**Supplied text**
Diversified healthcare company Abbott Laboratories reported higher-than-expected quarterly sales and profit on Wednesday, driven by its $25 billion acquisition of St. Jude Medical.
Shares of Abbott, which also maintained its 2017 forecast, were up 1.2 percent at $43.99 in premarket trading.
Net sales of the company, which consummated its acquisition of St. Jude Medical in January, rose 3.2 percent on an operational basis to $6.34 billion, ahead of the average analyst estimate of $6.15 billion, according to Thomson Reuters I/B/E/S.
While sales in its diagnostics, medical devices and branded generic pharmaceuticals divisions grew in the first quarter ended March 31, Abbott’s nutrition business continued to suffer.
Global nutrition sales dipped 1 percent on an operational basis to $1.64 billion, hurt mainly by continuing challenging conditions in the Chinese infant formula market.
Excluding items, Abbott earned 48 cents per share, beating the average analyst estimate by 5 cents.
Net profit from continuing operations came in at $843 million, or 22 cents per share, in the quarter, compared with $615 million, or 4 cents per share, a year earlier. The results also reflect St. Jude’s year-over-year results.

**Data for review**

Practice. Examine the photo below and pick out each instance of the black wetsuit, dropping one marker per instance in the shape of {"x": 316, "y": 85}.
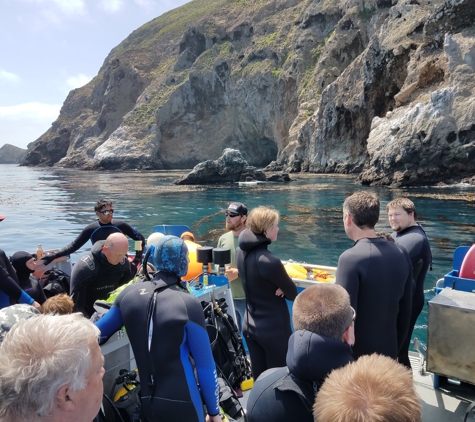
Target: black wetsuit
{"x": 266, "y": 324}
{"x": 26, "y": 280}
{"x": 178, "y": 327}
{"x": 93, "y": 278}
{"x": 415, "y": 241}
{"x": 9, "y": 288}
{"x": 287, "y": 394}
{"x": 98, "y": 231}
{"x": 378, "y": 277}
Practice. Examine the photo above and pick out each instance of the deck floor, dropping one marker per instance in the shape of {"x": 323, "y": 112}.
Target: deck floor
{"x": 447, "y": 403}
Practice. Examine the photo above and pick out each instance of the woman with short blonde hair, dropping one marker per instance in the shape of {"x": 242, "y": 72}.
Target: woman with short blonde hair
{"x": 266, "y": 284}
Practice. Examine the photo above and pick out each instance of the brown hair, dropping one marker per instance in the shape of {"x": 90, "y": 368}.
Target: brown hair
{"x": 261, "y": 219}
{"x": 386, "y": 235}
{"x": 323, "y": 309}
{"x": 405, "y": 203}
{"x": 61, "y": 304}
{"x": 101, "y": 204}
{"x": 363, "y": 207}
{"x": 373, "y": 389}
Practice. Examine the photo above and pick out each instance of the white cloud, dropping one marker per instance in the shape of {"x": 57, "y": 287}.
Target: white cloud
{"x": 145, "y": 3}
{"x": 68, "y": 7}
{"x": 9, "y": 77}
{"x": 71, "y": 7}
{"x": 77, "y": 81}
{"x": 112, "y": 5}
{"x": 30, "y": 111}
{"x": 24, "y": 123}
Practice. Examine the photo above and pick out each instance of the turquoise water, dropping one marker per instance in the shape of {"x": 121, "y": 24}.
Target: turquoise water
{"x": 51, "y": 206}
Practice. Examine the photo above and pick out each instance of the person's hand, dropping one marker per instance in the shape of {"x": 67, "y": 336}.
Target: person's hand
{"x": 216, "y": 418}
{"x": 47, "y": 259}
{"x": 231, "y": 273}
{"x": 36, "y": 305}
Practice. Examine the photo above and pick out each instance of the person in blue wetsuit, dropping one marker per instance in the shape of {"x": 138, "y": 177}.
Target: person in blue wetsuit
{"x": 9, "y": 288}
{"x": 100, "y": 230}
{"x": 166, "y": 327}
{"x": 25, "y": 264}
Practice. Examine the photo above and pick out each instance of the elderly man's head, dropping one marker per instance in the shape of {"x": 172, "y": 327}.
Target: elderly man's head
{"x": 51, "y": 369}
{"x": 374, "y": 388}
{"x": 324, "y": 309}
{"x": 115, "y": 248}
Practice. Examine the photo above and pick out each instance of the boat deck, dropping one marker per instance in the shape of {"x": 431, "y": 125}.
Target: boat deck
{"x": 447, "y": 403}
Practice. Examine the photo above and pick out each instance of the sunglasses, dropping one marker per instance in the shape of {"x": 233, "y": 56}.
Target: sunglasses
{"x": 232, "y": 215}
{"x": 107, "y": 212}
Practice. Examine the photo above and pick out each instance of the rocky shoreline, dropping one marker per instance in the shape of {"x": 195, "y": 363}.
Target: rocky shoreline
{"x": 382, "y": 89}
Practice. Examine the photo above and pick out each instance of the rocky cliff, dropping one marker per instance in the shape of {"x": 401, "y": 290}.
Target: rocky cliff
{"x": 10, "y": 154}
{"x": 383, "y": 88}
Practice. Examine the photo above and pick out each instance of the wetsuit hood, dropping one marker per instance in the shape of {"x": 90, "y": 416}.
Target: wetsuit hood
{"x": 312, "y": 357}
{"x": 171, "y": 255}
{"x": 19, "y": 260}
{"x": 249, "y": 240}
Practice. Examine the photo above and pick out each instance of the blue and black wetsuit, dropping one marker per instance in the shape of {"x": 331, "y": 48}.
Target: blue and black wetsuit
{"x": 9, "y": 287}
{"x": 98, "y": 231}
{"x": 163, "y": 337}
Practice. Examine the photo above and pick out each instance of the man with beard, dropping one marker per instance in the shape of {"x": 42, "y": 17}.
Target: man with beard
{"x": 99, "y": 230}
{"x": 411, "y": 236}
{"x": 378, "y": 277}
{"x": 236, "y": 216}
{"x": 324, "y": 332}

--

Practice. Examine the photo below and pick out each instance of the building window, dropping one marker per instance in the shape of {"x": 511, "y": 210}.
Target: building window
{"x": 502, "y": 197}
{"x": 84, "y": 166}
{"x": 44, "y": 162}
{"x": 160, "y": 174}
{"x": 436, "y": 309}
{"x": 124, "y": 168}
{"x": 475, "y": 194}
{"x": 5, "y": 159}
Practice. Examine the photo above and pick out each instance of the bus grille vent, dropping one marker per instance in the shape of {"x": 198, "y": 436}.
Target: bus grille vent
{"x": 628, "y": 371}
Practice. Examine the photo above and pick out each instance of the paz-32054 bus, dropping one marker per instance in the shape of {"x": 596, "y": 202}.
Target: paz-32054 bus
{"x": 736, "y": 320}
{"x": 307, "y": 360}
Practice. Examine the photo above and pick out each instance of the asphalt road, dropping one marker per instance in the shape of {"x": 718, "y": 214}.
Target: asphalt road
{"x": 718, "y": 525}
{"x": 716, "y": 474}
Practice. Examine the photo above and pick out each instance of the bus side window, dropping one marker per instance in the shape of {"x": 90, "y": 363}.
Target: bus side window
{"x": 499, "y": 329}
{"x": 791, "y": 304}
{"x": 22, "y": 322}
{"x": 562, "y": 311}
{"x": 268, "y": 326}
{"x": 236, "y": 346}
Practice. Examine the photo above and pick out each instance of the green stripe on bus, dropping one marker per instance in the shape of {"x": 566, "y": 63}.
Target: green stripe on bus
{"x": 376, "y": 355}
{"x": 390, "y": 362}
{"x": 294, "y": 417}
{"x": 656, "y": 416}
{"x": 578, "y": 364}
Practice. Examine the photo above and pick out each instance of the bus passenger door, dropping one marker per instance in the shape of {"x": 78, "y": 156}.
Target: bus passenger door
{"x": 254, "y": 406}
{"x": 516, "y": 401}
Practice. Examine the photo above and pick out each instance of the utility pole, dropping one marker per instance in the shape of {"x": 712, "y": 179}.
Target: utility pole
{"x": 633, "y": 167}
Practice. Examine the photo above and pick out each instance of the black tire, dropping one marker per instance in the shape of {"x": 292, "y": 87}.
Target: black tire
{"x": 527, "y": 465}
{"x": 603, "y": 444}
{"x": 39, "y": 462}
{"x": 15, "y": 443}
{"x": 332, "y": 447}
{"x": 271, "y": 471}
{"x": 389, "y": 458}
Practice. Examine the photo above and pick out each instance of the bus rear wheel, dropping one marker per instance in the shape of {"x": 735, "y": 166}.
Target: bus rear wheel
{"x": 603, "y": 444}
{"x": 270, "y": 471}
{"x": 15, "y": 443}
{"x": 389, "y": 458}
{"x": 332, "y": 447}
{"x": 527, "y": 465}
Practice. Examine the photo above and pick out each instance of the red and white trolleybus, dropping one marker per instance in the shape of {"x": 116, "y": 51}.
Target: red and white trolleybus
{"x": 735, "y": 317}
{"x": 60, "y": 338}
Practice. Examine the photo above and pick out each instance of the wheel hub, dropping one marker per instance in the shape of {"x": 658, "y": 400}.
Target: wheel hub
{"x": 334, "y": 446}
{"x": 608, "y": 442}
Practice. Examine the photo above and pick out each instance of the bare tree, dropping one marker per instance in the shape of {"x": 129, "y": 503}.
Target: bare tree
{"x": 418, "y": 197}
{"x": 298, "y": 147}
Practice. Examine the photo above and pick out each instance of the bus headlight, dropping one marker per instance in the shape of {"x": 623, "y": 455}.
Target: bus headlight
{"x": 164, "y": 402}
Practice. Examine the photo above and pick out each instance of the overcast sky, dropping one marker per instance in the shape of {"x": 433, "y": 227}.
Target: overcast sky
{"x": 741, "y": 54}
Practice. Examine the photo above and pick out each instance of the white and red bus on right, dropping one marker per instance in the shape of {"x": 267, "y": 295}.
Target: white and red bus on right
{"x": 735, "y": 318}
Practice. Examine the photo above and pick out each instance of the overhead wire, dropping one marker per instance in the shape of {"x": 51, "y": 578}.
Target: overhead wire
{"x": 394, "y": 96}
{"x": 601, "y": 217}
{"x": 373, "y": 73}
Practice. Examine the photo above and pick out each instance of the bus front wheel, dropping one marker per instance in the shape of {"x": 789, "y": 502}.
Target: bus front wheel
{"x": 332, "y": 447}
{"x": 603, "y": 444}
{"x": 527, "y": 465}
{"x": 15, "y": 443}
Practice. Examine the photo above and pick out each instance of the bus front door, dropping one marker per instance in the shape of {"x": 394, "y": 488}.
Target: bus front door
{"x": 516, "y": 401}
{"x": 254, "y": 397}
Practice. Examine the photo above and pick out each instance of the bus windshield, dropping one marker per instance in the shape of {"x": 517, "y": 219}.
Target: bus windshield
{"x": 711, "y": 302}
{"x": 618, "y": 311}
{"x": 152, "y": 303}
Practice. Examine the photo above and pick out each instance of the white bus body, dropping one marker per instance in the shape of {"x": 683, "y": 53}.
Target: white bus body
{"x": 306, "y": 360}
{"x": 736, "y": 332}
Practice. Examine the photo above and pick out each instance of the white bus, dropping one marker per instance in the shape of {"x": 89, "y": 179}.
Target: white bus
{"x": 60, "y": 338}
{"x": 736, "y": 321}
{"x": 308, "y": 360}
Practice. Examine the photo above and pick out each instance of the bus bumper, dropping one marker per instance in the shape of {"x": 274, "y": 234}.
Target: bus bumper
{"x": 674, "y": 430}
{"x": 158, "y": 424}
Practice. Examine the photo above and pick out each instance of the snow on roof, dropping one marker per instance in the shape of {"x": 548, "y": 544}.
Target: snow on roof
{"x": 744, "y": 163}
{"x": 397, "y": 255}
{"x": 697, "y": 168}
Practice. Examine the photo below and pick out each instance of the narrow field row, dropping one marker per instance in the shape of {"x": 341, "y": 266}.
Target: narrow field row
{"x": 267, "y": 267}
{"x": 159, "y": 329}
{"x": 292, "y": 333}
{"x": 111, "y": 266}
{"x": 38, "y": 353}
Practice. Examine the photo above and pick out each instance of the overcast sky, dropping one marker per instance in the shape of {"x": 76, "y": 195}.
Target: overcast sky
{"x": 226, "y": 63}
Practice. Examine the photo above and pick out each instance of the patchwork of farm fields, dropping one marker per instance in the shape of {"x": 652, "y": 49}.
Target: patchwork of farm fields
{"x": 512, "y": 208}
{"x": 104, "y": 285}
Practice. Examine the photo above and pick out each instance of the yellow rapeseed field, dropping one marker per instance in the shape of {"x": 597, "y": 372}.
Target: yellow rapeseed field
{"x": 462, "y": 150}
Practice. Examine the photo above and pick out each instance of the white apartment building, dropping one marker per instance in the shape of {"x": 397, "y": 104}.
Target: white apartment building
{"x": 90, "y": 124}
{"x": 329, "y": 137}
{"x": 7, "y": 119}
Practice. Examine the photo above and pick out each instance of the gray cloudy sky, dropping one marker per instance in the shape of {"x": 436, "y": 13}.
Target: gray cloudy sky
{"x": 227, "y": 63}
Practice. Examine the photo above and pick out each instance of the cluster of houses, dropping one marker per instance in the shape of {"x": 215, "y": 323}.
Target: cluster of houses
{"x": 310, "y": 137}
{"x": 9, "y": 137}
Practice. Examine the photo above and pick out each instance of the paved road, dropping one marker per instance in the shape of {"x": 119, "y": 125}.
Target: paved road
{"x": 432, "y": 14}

...

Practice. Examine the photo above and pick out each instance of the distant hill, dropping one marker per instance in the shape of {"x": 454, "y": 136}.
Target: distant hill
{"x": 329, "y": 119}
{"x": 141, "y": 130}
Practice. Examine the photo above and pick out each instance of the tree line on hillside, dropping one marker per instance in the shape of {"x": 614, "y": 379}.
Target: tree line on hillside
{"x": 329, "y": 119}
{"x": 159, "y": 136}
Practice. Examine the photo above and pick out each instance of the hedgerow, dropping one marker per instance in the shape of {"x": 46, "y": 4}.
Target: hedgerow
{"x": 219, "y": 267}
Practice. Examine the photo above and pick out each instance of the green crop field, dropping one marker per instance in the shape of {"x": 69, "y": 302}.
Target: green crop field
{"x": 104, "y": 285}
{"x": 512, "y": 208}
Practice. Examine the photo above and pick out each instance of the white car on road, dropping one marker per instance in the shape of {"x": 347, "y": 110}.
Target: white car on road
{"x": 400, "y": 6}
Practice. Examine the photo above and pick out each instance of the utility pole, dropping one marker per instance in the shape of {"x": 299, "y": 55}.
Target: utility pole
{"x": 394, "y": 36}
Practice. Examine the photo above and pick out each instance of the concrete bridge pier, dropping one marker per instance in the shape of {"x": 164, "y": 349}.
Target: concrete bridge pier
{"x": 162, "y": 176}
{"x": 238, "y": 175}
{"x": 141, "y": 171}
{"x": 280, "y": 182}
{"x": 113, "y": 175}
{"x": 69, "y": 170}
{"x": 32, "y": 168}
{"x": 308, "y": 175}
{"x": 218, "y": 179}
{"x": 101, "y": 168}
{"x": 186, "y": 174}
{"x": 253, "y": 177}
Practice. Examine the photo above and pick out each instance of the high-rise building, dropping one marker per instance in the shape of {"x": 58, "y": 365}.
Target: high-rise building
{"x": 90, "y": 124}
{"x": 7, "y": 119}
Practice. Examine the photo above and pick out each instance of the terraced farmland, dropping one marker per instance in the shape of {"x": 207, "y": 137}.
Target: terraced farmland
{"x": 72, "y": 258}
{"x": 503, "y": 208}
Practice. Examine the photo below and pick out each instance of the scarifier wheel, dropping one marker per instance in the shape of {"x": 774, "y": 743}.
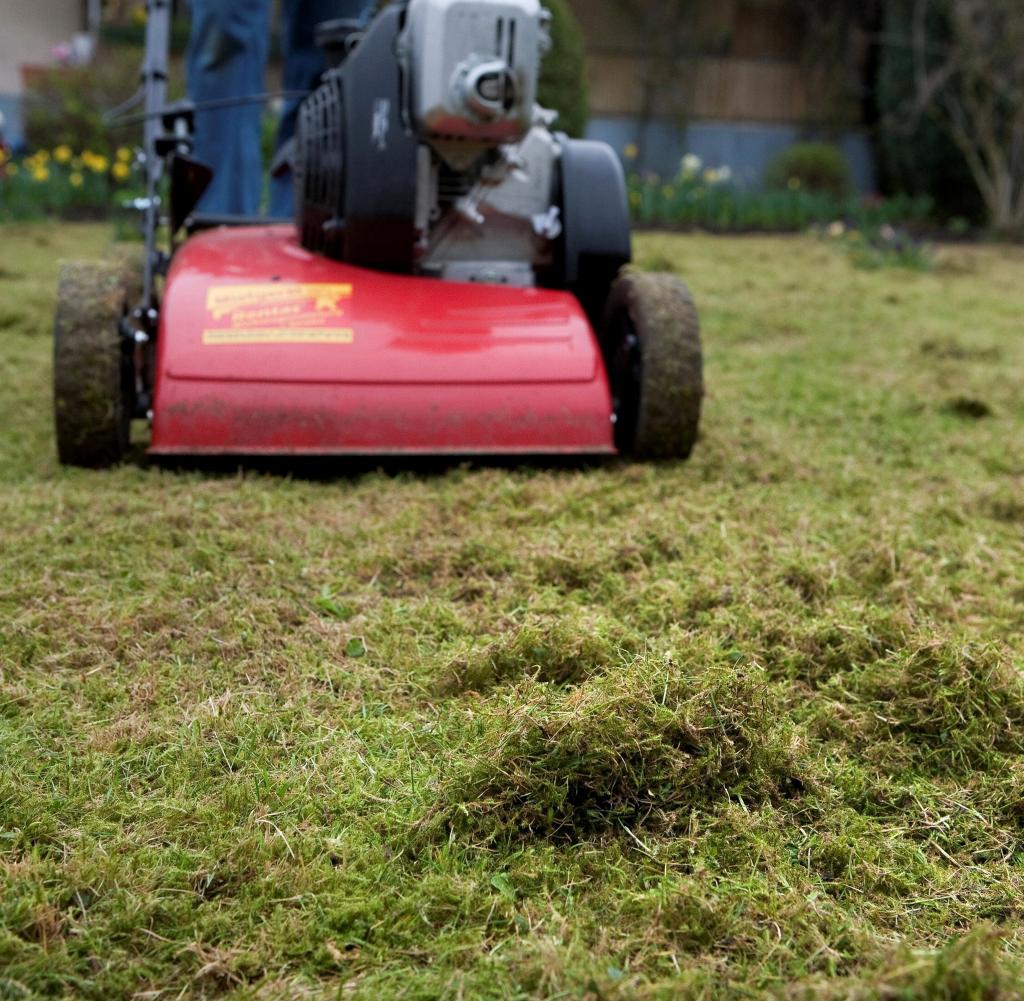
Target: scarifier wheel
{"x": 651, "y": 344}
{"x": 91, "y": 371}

**Task to carry out**
Keep writing the Abbott quarterly earnings report from its last sentence onward.

**Task answer**
Last week, Abbott agreed to buy troubled diagnostics company Alere Inc at a lower price of around $5.30 billion, down from the about $5.80 billion previously announced, ending a prolonged legal battle.
The deal ran into trouble within months of being announced in February, after issues related to Alere’s accounting and sales practices came to light.
Both companies ended up suing each other last year, with Alere forcing Abbott to move ahead with the deal, and Abbott wanting to pull out.
The revised deal is expected to close in the third quarter, and help Abbott expand in point-of-care diagnostic testing, a market that is growing as physicians increasingly adopt rapid tests that speed up treatment.